## Selected text

In other news, a realtor is coming to look at the house this evening.  Just to see what it's worth before we make any life-altering decisions.  I like my house.  It's where I live.  Where we live. 
Before. 
Now. 
Maybe later. 
Maybe not. 
We'll see.

12 comments:

noexcuses said...

I'm excited to hear about the job! Please write about it once you know!

I don't think I could do what you do from 9-5. I think you are wonderful to want to help, especially where kids are involved.

Thanks for posting!

Andrea (ace1028) said...

Sigh. I'm sorry. That all sucks. It is so true that knowing you 9-5 is where the not so hot stuff is at. I know that well. Hugs. And keep us posted on the job stuff. I hope you wore your new pants. ;)

SueAnn Lommler said...

Good luck on the new job!!
I can't even imagine what you hear during the day. So sad! And discouraging.
Selling? Maybe? That is kind of exciting!!! A new space to move into is always exciting.
Good luck on that too
Hugs
SueAnn

Kelly @ Dare to be Domestic said...

What you've just described is one of the main reasons I never went on to get my masters in Psychology. I wanted to be an Art Therapist... but the more I watched a co-worker at the health department where I worked do this for a living and the stories she could tell.. I knew my heart and mind might not be able to A) Handle it, and B) leave it at work.

I have this fear that I will bring work home and take it out on my kids/family. This is also why I changed my major after receiving an AA in Early Childhood Dev. to Graphic Design. I didn't want to lose my patience all day with other people's children at daycare and then have none left for my babies at home.

I know I'll be a full time worker, not a stay at home mom. It's not a luxury I will have, and I'm not sure if I'd want it... maybe a little but still...

I gotta work but I want the time I Have with my babies to be special... not clouded.

You do a great job of keeping work work and your time with your son precious/special. Well done!

P.S. good luck with the house... I'm trying to work up the nerve to purchase a home, but first I have to work up my bank account to purchase said home.

ox

Susan said...

Sounds like what you do 9-5 goes beyond those 8 hours. How do you separate the two?

Holli said...

I'm excited about this new job for you as well because I can certainly understand where you're coming from. It must be hard to love to help people and want to help people but in order to help you have to know what's wrong. And what's wrong isn't always right. At all.

Shan G said...

## Data supplied
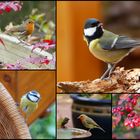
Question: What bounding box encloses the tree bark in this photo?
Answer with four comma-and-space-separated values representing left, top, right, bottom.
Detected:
57, 67, 140, 93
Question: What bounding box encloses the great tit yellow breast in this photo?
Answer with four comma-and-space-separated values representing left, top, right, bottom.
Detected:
20, 96, 38, 115
89, 39, 130, 63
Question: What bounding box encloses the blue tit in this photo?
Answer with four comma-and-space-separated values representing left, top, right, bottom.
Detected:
84, 18, 140, 79
20, 90, 40, 121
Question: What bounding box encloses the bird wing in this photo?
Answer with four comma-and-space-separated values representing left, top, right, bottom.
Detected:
99, 30, 140, 50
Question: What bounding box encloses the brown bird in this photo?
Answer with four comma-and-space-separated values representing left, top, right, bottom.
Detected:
78, 114, 105, 132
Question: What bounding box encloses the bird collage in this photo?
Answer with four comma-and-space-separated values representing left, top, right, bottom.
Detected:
0, 0, 140, 140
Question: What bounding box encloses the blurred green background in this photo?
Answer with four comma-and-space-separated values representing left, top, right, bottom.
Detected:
29, 104, 56, 139
0, 1, 55, 30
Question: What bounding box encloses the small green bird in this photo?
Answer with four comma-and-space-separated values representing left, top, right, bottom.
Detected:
84, 18, 140, 79
20, 90, 40, 121
78, 114, 105, 132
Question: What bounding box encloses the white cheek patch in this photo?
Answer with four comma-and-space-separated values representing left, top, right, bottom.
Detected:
84, 27, 97, 36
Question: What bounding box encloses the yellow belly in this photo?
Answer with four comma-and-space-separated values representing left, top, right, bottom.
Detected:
89, 39, 130, 63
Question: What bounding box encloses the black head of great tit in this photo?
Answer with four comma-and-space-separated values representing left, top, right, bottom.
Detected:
84, 18, 140, 79
84, 18, 103, 43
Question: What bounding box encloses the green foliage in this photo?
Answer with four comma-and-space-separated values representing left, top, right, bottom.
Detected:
30, 104, 56, 139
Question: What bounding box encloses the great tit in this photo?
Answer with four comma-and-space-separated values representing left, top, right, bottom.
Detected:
20, 90, 40, 121
78, 114, 105, 132
84, 18, 140, 79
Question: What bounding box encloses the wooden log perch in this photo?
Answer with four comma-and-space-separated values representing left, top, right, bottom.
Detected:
57, 67, 140, 93
0, 33, 55, 69
0, 83, 31, 139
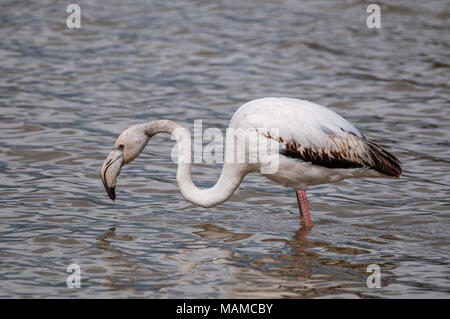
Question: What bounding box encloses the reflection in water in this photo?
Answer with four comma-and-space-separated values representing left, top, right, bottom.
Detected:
0, 0, 450, 298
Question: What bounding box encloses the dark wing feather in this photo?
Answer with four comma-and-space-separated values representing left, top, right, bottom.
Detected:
278, 133, 402, 177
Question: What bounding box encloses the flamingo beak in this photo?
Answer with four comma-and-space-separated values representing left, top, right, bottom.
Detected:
100, 148, 124, 201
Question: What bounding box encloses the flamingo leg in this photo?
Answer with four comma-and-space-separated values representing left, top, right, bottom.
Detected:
296, 189, 312, 229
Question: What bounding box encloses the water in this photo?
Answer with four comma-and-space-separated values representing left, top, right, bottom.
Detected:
0, 0, 450, 298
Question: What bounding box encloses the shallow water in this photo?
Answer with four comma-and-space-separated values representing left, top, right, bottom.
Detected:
0, 0, 450, 298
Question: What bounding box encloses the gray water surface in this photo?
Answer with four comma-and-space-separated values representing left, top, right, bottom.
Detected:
0, 0, 450, 298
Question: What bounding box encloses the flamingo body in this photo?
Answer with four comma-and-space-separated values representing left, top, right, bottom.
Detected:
101, 98, 402, 228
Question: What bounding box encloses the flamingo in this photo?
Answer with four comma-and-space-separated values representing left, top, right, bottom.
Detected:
100, 98, 402, 229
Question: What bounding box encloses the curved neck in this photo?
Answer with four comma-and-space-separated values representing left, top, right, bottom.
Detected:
143, 120, 247, 207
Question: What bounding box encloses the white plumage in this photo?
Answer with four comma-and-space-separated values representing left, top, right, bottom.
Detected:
101, 98, 401, 228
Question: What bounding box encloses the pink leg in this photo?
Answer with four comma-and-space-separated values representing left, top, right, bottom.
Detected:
297, 189, 312, 229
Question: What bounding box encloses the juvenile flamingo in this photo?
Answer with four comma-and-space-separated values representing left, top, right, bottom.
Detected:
100, 98, 402, 229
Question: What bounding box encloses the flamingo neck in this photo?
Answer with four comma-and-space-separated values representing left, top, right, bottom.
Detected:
144, 120, 244, 207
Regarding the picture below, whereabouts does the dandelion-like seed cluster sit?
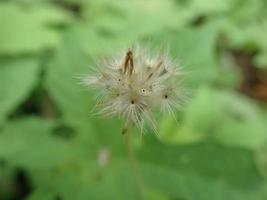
[83,47,183,132]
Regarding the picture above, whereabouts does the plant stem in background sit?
[123,123,145,199]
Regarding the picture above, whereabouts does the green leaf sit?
[0,117,77,170]
[0,58,40,124]
[0,3,70,55]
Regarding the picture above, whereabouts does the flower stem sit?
[123,124,145,199]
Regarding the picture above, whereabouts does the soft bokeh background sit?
[0,0,267,200]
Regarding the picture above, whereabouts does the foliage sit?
[0,0,267,200]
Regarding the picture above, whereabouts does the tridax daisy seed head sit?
[82,44,183,132]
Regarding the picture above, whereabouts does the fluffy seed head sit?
[82,47,183,132]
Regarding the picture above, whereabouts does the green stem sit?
[123,124,145,199]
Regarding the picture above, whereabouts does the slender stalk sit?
[123,124,145,199]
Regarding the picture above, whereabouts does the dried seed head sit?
[83,47,186,132]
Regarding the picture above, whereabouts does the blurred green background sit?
[0,0,267,200]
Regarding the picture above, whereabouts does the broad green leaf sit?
[161,87,267,149]
[0,117,80,170]
[0,3,70,55]
[0,58,40,124]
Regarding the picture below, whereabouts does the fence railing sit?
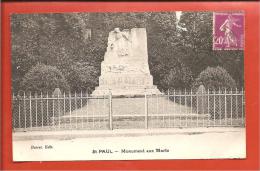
[12,90,245,131]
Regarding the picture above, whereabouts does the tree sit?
[193,66,236,90]
[20,64,69,93]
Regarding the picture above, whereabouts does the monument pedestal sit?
[92,28,161,96]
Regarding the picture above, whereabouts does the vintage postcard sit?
[10,11,246,162]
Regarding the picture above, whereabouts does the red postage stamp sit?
[213,12,244,50]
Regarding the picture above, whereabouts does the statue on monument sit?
[92,28,160,95]
[107,28,131,59]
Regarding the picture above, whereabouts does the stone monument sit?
[92,28,161,96]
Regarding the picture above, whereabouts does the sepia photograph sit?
[10,11,246,162]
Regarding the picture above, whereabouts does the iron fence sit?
[12,89,245,131]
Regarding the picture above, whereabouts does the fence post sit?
[29,92,32,129]
[144,91,148,129]
[224,88,227,126]
[241,87,245,126]
[109,90,113,130]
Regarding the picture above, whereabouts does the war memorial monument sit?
[92,28,161,96]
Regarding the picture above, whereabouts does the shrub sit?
[193,66,236,90]
[162,63,193,90]
[20,64,69,93]
[66,63,98,92]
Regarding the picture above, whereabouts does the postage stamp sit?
[213,12,244,50]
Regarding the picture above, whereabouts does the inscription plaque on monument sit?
[92,28,161,96]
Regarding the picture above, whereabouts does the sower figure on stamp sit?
[219,15,241,47]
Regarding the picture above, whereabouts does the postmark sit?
[213,12,244,50]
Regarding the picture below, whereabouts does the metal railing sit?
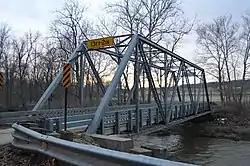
[12,123,195,166]
[44,103,209,135]
[0,104,155,124]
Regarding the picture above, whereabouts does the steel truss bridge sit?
[8,34,211,133]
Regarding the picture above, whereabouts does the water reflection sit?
[135,125,250,166]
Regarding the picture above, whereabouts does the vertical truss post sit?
[139,42,166,123]
[87,34,138,133]
[173,73,182,102]
[195,80,202,114]
[32,43,84,111]
[194,68,196,101]
[183,66,185,117]
[202,70,211,111]
[164,53,168,119]
[84,46,106,94]
[80,54,86,108]
[167,62,183,123]
[134,44,142,133]
[185,67,194,112]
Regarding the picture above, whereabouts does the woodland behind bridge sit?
[0,0,250,110]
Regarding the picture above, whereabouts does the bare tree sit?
[239,13,250,103]
[0,23,11,108]
[12,32,40,107]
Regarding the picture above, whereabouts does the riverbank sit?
[196,105,250,141]
[153,104,250,141]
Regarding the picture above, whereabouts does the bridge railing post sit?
[115,112,121,134]
[148,109,152,126]
[55,118,63,132]
[128,110,134,131]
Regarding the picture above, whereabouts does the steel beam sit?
[202,70,211,111]
[139,42,166,123]
[32,43,84,111]
[139,35,203,70]
[87,34,138,133]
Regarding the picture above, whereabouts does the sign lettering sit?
[87,37,114,49]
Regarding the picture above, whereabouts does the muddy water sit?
[135,125,250,166]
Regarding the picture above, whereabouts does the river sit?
[135,124,250,166]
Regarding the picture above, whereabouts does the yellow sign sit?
[87,37,114,49]
[0,72,4,88]
[62,63,70,88]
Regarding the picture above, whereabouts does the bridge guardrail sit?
[12,123,195,166]
[47,103,209,135]
[0,104,158,124]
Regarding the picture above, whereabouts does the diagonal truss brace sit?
[32,42,84,111]
[86,34,138,134]
[139,42,166,123]
[166,62,184,123]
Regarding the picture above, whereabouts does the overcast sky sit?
[0,0,250,61]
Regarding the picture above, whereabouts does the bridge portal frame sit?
[33,34,210,133]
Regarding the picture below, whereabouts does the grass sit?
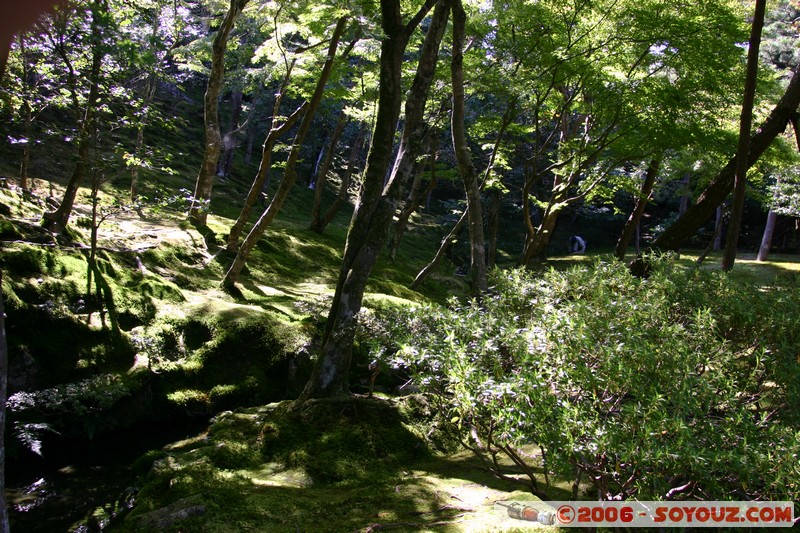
[111,397,565,532]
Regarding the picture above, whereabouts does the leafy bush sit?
[363,259,800,499]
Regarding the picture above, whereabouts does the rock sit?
[132,495,206,531]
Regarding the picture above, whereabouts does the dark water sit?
[6,421,208,533]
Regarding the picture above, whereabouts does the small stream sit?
[6,420,208,533]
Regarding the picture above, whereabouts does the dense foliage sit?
[364,259,800,500]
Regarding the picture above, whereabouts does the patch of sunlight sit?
[244,463,314,489]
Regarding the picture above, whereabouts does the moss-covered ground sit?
[6,169,797,531]
[110,396,556,532]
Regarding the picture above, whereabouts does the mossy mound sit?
[117,397,460,531]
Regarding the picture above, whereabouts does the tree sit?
[189,0,248,226]
[222,15,349,289]
[631,65,800,260]
[614,158,661,260]
[42,0,109,233]
[722,0,767,270]
[298,0,450,402]
[0,270,9,533]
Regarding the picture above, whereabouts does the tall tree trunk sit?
[450,0,488,294]
[311,125,367,233]
[0,270,9,533]
[42,0,108,233]
[189,0,248,226]
[227,66,308,252]
[217,89,244,177]
[678,171,692,217]
[308,113,350,230]
[722,0,767,271]
[712,204,725,252]
[648,65,800,256]
[298,0,440,402]
[486,187,496,270]
[614,157,661,261]
[756,209,778,261]
[411,100,516,282]
[222,16,348,288]
[519,191,568,266]
[131,70,158,202]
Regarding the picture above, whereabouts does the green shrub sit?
[365,259,800,500]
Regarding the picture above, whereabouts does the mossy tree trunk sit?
[308,113,350,231]
[722,0,767,271]
[614,157,661,260]
[189,0,248,226]
[0,271,9,533]
[227,95,308,252]
[311,125,367,233]
[450,0,488,294]
[298,0,440,402]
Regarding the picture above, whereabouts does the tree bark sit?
[450,0,488,295]
[222,16,348,289]
[756,209,778,261]
[0,271,9,533]
[722,0,767,271]
[311,126,367,233]
[189,0,248,226]
[308,113,350,230]
[42,0,108,233]
[227,67,308,252]
[648,64,800,256]
[217,89,244,178]
[411,210,467,290]
[389,151,436,261]
[131,70,158,202]
[614,157,661,261]
[298,0,440,403]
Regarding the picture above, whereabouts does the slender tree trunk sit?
[695,206,723,265]
[222,16,348,288]
[0,270,9,533]
[298,0,440,403]
[318,126,367,233]
[389,152,428,261]
[722,0,767,271]
[411,210,467,290]
[450,0,488,294]
[131,70,158,202]
[678,172,692,217]
[308,113,350,230]
[519,192,567,266]
[42,0,108,233]
[411,101,516,282]
[217,89,244,178]
[648,65,800,256]
[189,0,248,226]
[756,209,778,261]
[19,101,33,191]
[614,157,661,261]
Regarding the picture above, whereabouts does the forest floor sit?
[0,177,800,532]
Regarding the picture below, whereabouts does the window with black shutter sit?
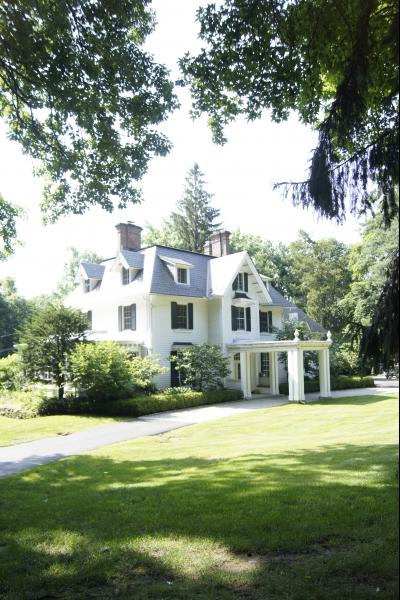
[171,302,193,329]
[260,310,272,333]
[121,267,131,285]
[246,306,251,331]
[231,306,246,331]
[118,304,136,331]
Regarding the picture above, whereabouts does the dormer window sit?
[177,267,188,283]
[121,267,131,285]
[232,273,249,292]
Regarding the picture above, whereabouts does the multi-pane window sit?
[176,304,187,329]
[260,352,269,377]
[171,302,193,329]
[118,304,136,331]
[232,273,249,292]
[178,267,188,283]
[121,267,131,285]
[122,306,132,329]
[260,310,273,333]
[236,306,246,329]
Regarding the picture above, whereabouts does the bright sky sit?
[0,0,359,297]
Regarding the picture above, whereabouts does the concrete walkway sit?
[0,387,394,477]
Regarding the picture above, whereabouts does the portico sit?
[227,330,332,402]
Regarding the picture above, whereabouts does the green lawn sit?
[0,396,398,600]
[0,415,126,446]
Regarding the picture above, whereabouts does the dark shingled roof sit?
[81,263,105,279]
[267,284,294,308]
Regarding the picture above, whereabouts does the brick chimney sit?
[204,230,231,257]
[115,221,142,251]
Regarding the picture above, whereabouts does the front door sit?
[233,352,241,381]
[259,352,270,387]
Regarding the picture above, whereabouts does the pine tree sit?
[170,163,221,252]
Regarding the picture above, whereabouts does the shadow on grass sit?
[0,438,397,600]
[307,393,397,406]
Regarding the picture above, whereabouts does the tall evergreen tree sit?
[171,163,221,252]
[144,163,221,252]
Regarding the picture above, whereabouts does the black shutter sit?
[170,350,180,387]
[246,306,251,331]
[231,306,237,331]
[188,302,193,329]
[171,302,178,329]
[131,304,136,330]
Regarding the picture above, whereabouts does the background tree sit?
[181,0,399,225]
[20,305,87,400]
[144,163,221,252]
[340,214,399,366]
[0,0,177,232]
[289,231,351,332]
[181,0,399,364]
[56,246,103,298]
[0,277,32,356]
[0,194,22,260]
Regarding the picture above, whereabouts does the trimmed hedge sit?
[279,375,375,396]
[0,388,243,419]
[88,388,243,417]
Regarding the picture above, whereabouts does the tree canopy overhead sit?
[181,0,399,221]
[0,0,177,225]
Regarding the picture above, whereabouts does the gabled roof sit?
[149,246,214,298]
[80,263,105,279]
[268,284,294,308]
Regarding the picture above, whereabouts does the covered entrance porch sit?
[227,331,332,402]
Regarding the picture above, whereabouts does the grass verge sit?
[0,395,398,600]
[0,415,126,446]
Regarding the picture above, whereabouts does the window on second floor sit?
[231,306,251,331]
[85,310,93,329]
[232,273,249,292]
[260,310,273,333]
[171,302,193,329]
[118,304,136,331]
[121,267,131,285]
[177,267,189,283]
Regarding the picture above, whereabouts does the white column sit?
[318,348,332,398]
[288,348,305,402]
[269,352,279,396]
[240,352,251,399]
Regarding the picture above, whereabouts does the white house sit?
[66,222,331,401]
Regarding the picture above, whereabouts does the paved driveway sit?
[0,387,394,477]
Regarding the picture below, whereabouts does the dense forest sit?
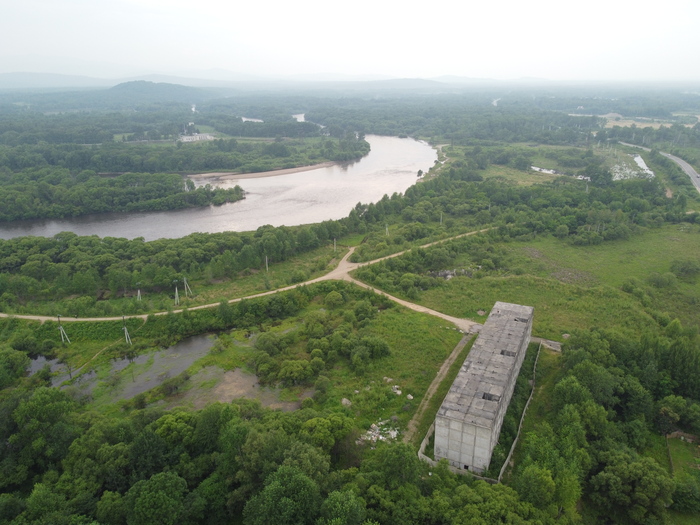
[0,86,700,525]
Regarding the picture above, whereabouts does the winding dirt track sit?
[0,228,489,332]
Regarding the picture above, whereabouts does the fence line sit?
[498,341,542,483]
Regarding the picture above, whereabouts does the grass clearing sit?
[667,438,700,475]
[322,306,462,428]
[411,337,476,448]
[419,276,654,341]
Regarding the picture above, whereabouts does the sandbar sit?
[188,161,336,180]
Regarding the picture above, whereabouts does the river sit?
[0,135,437,241]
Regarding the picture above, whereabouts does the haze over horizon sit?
[0,0,700,82]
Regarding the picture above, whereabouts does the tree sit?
[243,466,321,525]
[316,490,366,525]
[125,472,187,525]
[323,290,345,309]
[589,450,674,523]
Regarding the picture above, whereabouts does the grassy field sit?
[509,224,700,325]
[312,306,462,428]
[350,224,700,340]
[419,276,654,341]
[17,241,350,317]
[411,337,476,448]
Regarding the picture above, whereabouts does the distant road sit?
[620,142,700,193]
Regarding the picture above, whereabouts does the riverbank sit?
[188,161,337,180]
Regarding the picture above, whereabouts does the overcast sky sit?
[0,0,700,81]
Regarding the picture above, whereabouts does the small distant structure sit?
[180,133,214,142]
[435,301,534,473]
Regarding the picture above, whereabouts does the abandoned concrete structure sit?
[435,302,534,472]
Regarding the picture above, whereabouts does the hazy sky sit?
[0,0,700,81]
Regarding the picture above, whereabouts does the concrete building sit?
[435,302,534,472]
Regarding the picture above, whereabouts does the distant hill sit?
[0,80,222,111]
[0,72,114,90]
[103,80,212,103]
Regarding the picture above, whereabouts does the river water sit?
[0,135,437,241]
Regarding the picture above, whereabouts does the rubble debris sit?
[356,418,399,445]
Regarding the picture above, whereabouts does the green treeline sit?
[0,168,244,221]
[512,320,700,523]
[0,138,369,173]
[0,221,347,316]
[0,162,695,315]
[0,283,554,525]
[306,96,600,145]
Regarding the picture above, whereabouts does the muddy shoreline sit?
[188,161,337,180]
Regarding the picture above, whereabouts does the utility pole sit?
[122,315,132,345]
[58,315,70,344]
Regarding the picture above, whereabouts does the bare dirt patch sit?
[178,366,301,412]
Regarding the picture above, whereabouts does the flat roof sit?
[437,301,534,428]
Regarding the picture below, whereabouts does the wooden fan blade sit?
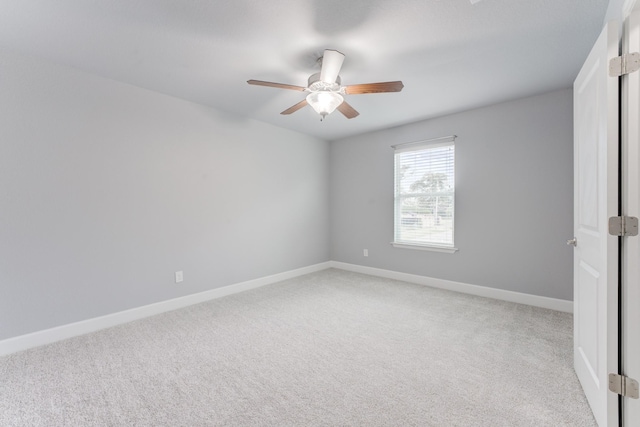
[247,80,306,91]
[338,101,360,119]
[344,81,404,95]
[280,99,307,114]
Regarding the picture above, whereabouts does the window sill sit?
[391,242,458,254]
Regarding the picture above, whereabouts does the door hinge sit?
[609,52,640,77]
[609,216,638,237]
[609,374,640,399]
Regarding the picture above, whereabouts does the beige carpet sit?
[0,269,596,427]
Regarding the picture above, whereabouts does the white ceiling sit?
[0,0,608,140]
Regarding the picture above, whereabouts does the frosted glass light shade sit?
[307,92,344,119]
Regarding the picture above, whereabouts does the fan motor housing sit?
[307,73,341,92]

## Parts of the exercise
1. Sum up the blog excerpt about the house in two sentences.
2. Duplicate the blog excerpt about the house between "Good luck on the" and "be Domestic said...", inclusive.
3. Please pick up the blog excerpt about the house where it stops and keep writing.
The lines don't matter here.

## Numbered responses
1. A realtor is coming to look at the house this evening to see what it's worth before any life-altering decisions are made, though the writer likes the house and calls it where they live. Commenters wish the writer luck with a new job and the house, sympathize with the hard things the writer hears at work from 9 to 5, and one asks how the writer keeps the two apart.

2.
Good luck on the new job!!
I can't even imagine what you hear during the day. So sad! And discouraging.
Selling? Maybe? That is kind of exciting!!! A new space to move into is always exciting.
Good luck on that too
Hugs
SueAnn

Kelly @ Dare to be Domestic said...

3.
A 22-year old GRANDMOTHER??? WTH?

Shanna said...

As much as my government job sucks I do believe you have me beat. Good luck on getting the new job. If nothing else I hope it will involve a pay increase. We won't be seeing any of those anytime soon here but if the recall election works out maybe there will be hope for the future.
2 more weeks til I am in your neck of the woods.

Heidi said...

All these babies having babies and then some of us grown-ups who really want to but can't.

But it's selfish of me to make these sad things all about me.

Social workers have halos.

carolyn said...

hope the realtor visit went well- i like all the possibilities that you've got going on.......dream big!!!

dragyonfly said...

As you know, I work in the Acute side of medicine. ICU. I work in the beginning, where the horror story starts. We scoop them up save them and then send them on their merry way to some unknown ending, where you start your day. Your job is the hardest one in the field of medicine.
What to do with these.....people? These unwanted unloved unknown unwashed uneducated hopeless helpless hapless humans who have no idea what we are ever telling them. Spend your money on blood pressure medication and not crack cocaine may seem logical to me, but is not even an option for him. And then there are the children. The innocents.

My dear, Lorie, your life's work is so essential to humanity. Someone needs to care for the forgotten and discarded. I have total admiration for our social workers of all walks and specialties.

Chris said...

My sister worked with at-risk families (if you can call them that) for twenty years. She's been hanging out for almost five now, recovering her love of life. Take care of yourself.